What you will do =>
Return the listing below verbatim. Pictures do not belong in the copy.

Available data =>

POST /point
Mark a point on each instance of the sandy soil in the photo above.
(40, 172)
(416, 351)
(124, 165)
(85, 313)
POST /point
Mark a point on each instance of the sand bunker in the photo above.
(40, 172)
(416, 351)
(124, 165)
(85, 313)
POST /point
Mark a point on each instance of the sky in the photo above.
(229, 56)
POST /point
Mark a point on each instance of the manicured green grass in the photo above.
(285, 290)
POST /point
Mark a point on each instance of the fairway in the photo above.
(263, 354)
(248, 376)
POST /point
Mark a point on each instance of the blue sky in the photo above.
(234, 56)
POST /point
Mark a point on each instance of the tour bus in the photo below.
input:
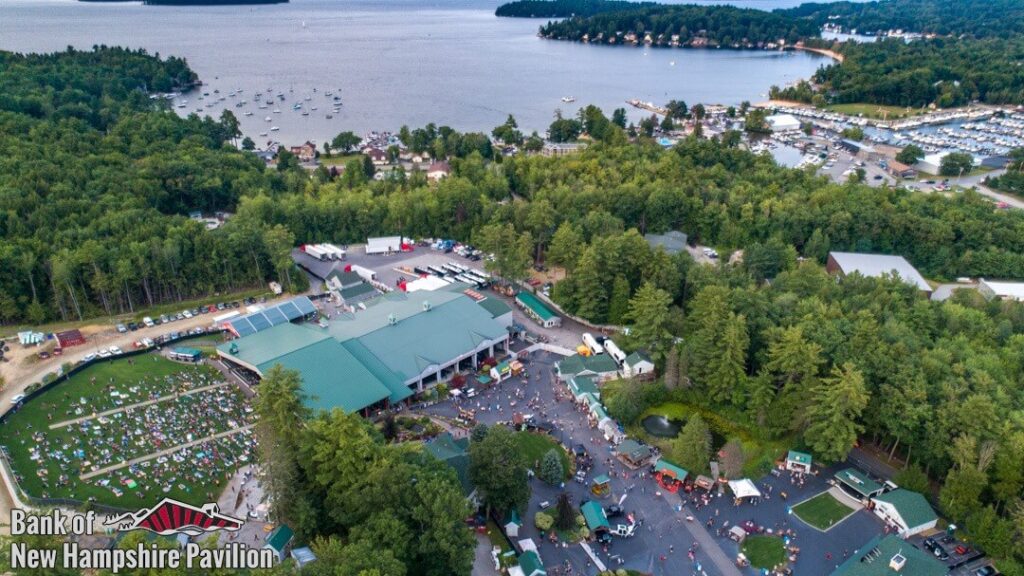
(592, 343)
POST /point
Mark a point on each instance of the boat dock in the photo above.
(649, 107)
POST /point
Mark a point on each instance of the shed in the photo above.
(908, 511)
(593, 512)
(278, 540)
(798, 461)
(70, 338)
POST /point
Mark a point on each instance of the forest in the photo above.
(726, 27)
(979, 18)
(944, 72)
(564, 8)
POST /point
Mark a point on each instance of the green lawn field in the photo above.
(821, 511)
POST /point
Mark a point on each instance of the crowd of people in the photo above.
(171, 436)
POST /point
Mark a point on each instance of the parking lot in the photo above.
(662, 543)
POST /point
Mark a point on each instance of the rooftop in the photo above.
(876, 558)
(912, 506)
(534, 303)
(875, 265)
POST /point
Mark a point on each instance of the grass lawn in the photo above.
(821, 511)
(873, 110)
(534, 446)
(760, 452)
(41, 456)
(764, 551)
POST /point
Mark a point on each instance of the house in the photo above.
(305, 153)
(900, 170)
(890, 556)
(601, 367)
(673, 242)
(1001, 290)
(638, 364)
(377, 156)
(278, 541)
(798, 461)
(906, 510)
(876, 265)
(438, 170)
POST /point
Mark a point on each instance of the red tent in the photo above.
(70, 338)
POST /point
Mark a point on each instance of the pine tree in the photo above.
(691, 448)
(564, 513)
(672, 369)
(834, 414)
(551, 467)
(619, 306)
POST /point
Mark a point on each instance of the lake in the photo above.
(397, 62)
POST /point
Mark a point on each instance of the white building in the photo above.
(907, 511)
(1001, 290)
(782, 122)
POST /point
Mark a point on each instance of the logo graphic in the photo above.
(172, 517)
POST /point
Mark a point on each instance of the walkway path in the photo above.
(723, 565)
(163, 452)
(133, 406)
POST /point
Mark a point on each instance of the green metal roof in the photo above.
(873, 558)
(278, 341)
(638, 357)
(583, 384)
(332, 376)
(856, 480)
(576, 364)
(799, 457)
(594, 515)
(280, 537)
(665, 465)
(535, 304)
(454, 453)
(495, 306)
(912, 506)
(530, 565)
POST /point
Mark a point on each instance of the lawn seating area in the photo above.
(822, 511)
(49, 462)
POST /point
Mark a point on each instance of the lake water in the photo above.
(398, 62)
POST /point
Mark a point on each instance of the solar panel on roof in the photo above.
(274, 316)
(259, 322)
(304, 305)
(289, 311)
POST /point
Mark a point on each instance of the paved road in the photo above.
(163, 452)
(133, 406)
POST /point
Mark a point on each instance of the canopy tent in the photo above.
(743, 488)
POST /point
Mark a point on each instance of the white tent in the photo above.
(744, 488)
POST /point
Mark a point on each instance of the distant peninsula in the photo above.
(197, 2)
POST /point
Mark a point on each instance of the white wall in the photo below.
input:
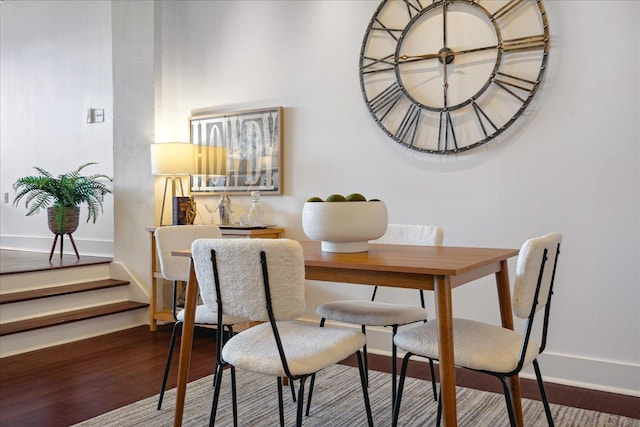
(571, 164)
(52, 71)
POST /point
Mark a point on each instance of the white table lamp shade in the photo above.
(173, 158)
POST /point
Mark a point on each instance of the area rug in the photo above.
(337, 401)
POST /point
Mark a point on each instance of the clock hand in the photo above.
(444, 53)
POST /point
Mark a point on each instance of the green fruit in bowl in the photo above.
(336, 198)
(356, 197)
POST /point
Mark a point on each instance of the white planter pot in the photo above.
(344, 226)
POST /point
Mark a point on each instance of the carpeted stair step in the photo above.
(68, 317)
(52, 291)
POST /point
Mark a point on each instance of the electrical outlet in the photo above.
(95, 115)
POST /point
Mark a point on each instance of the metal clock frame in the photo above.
(383, 103)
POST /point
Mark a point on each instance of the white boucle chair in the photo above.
(176, 269)
(375, 313)
(492, 349)
(263, 280)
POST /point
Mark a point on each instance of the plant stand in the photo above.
(53, 247)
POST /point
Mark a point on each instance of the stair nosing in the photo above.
(69, 317)
(52, 291)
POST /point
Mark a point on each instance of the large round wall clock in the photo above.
(448, 76)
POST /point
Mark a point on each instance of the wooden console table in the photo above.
(157, 312)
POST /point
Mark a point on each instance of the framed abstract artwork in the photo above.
(238, 152)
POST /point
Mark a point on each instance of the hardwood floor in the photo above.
(67, 384)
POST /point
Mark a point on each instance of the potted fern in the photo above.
(62, 196)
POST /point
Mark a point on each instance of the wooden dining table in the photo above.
(435, 268)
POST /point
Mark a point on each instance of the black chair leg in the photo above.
(364, 355)
(509, 401)
(176, 330)
(398, 400)
(234, 396)
(432, 371)
(543, 393)
(280, 402)
(300, 402)
(365, 388)
(216, 394)
(439, 414)
(311, 384)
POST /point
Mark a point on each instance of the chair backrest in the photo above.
(534, 265)
(412, 234)
(236, 271)
(177, 237)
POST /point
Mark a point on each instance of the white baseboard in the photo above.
(572, 370)
(89, 247)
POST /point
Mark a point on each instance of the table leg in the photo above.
(506, 314)
(185, 344)
(445, 336)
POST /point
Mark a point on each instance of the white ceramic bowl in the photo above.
(344, 226)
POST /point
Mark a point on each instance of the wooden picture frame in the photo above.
(238, 152)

Full answer =>
POST /point
Mark a point on each instance of the sandy soil in the photo above.
(40, 172)
(416, 351)
(124, 165)
(85, 313)
POST /point
Mark a point on each instance of the sand bunker in the photo above.
(40, 172)
(416, 351)
(124, 165)
(85, 313)
POST /point
Mark a point on each instance of the sky in the photo above.
(229, 56)
POST /point
Mark a point on each instance of the manicured green grass in the photo above.
(285, 290)
POST /point
Mark a point on each instance of the fairway in the photo above.
(263, 354)
(248, 376)
POST /point
Mark a point on each instance of the blue sky in the photo above.
(234, 56)
POST /point
Mark a point on each instance of the tour bus in the photo below.
input:
(592, 343)
POST /point
Mark a point on each instance of the boat dock in the photo above.
(649, 107)
POST /point
Mark a point on each instance of the shed in the photo above.
(908, 511)
(593, 512)
(278, 540)
(798, 461)
(70, 338)
POST /point
Mark a point on each instance of the forest in the photo above.
(726, 27)
(979, 18)
(944, 72)
(564, 8)
POST /point
Mark a point on each instance of the green lawn field in the photo above.
(821, 511)
POST /point
Mark a point on each instance of the crowd of people in the photo above.
(171, 436)
POST /point
Mark a point on each instance of the parking lot in the photo above.
(662, 543)
POST /point
Mark a point on each instance of the rooftop in the photo above.
(876, 558)
(912, 506)
(534, 303)
(875, 265)
POST /point
Mark a point on each instance of the grass lawn in the photo above.
(821, 511)
(873, 110)
(534, 446)
(760, 452)
(41, 456)
(764, 551)
POST /point
Mark a point on each instance of the house in the photo above.
(305, 153)
(900, 170)
(890, 556)
(601, 367)
(673, 242)
(1001, 290)
(638, 364)
(377, 156)
(278, 541)
(798, 461)
(906, 510)
(876, 265)
(438, 170)
POST /point
Mark a point on each instance of the red tent in the photo above.
(70, 338)
POST /point
Mark a point on each instance of the pine tree in the photo above.
(691, 448)
(564, 513)
(672, 369)
(834, 414)
(551, 467)
(619, 306)
POST /point
Mark a point on each instance of the lake in the photo above.
(397, 62)
POST /point
Mark a point on each instance of the white building in the photo above.
(907, 511)
(1001, 290)
(782, 122)
POST /point
Mark a point on each instance of the logo graphic in the photo above.
(172, 517)
POST /point
Mark a point on each instance of the walkway path in the photo above.
(723, 565)
(163, 452)
(133, 406)
POST /point
Mark a point on each instance of the green metal roof in the photo above.
(873, 558)
(278, 341)
(638, 357)
(583, 384)
(332, 376)
(856, 480)
(576, 364)
(799, 457)
(594, 515)
(280, 537)
(665, 465)
(535, 304)
(454, 453)
(495, 306)
(912, 506)
(530, 565)
POST /point
Mark a point on each instance of the lawn seating area in the photo above.
(822, 511)
(49, 462)
POST /point
Mark a point on each instance of the lake water in the photo above.
(398, 62)
POST /point
Mark a point on each instance of the solar panel on roof in the photo above.
(274, 316)
(259, 322)
(304, 305)
(289, 311)
POST /point
Mark a point on each instance of the paved road in the photo above.
(163, 452)
(133, 406)
POST /point
Mark a point on each instance of the canopy tent in the photo above.
(743, 488)
POST /point
Mark a point on each instance of the white tent in the photo above.
(744, 488)
POST /point
Mark a point on each instance of the distant peninsula in the photo above.
(197, 2)
POST /point
Mark a point on each instance of the white wall in the photo below.
input:
(571, 164)
(52, 71)
POST /point
Mark a point on each instance of the white table lamp shade in the photo above.
(173, 158)
POST /point
Mark a point on each instance of the area rug in the photo above.
(337, 401)
POST /point
Mark a point on each instance of the clock hand in the photo above.
(444, 53)
POST /point
Mark a point on each instance of the green fruit in bowl in the photo above.
(336, 198)
(356, 197)
POST /point
Mark a point on each instance of the white planter pot in the photo above.
(344, 226)
POST /point
Mark a point on each instance of the carpeted stair step in the photo above.
(68, 317)
(52, 291)
POST /point
Mark a point on each instance of the electrical outlet in the photo above.
(95, 115)
POST /point
Mark a point on each instance of the metal clock frame in the photo above.
(383, 103)
POST /point
Mark a point on each instance of the white boucle chair in the photo above.
(176, 269)
(375, 313)
(492, 349)
(263, 280)
POST /point
Mark a point on each instance of the plant stand in the photo above.
(53, 247)
POST /point
Mark a point on each instance of the stair nosing in the photo above.
(69, 317)
(52, 291)
POST /point
Mark a point on each instance of the large round wall clock in the photo above.
(448, 76)
POST /point
Mark a point on each instance of the wooden console table in the photo above.
(157, 312)
POST /point
Mark a point on each instance of the framed abstract artwork in the photo above.
(238, 152)
POST /point
Mark a point on each instance of the hardwood floor in the photo above.
(67, 384)
POST /point
Mark a point on each instance of the potted fern in the photo above.
(62, 196)
POST /point
Mark a point on each instance of the wooden dining table in the photo above.
(435, 268)
POST /point
Mark a point on each instance of the black chair leg in the photo above.
(364, 355)
(509, 401)
(176, 330)
(398, 400)
(234, 396)
(432, 371)
(543, 393)
(280, 402)
(300, 402)
(365, 388)
(216, 394)
(439, 414)
(311, 384)
POST /point
Mark a point on each instance of the chair backrest in the photo above.
(534, 265)
(412, 234)
(236, 271)
(177, 237)
POST /point
Mark a point on each instance of the white baseboard in the photo above.
(572, 370)
(89, 247)
POST /point
Mark a point on each instance of the table leg in the photo above.
(506, 314)
(185, 344)
(445, 336)
POST /point
Mark a point on each instance of the white ceramic bowl in the photo above.
(344, 226)
POST /point
Mark a point on each instance of the wooden picture frame in the photo above.
(238, 152)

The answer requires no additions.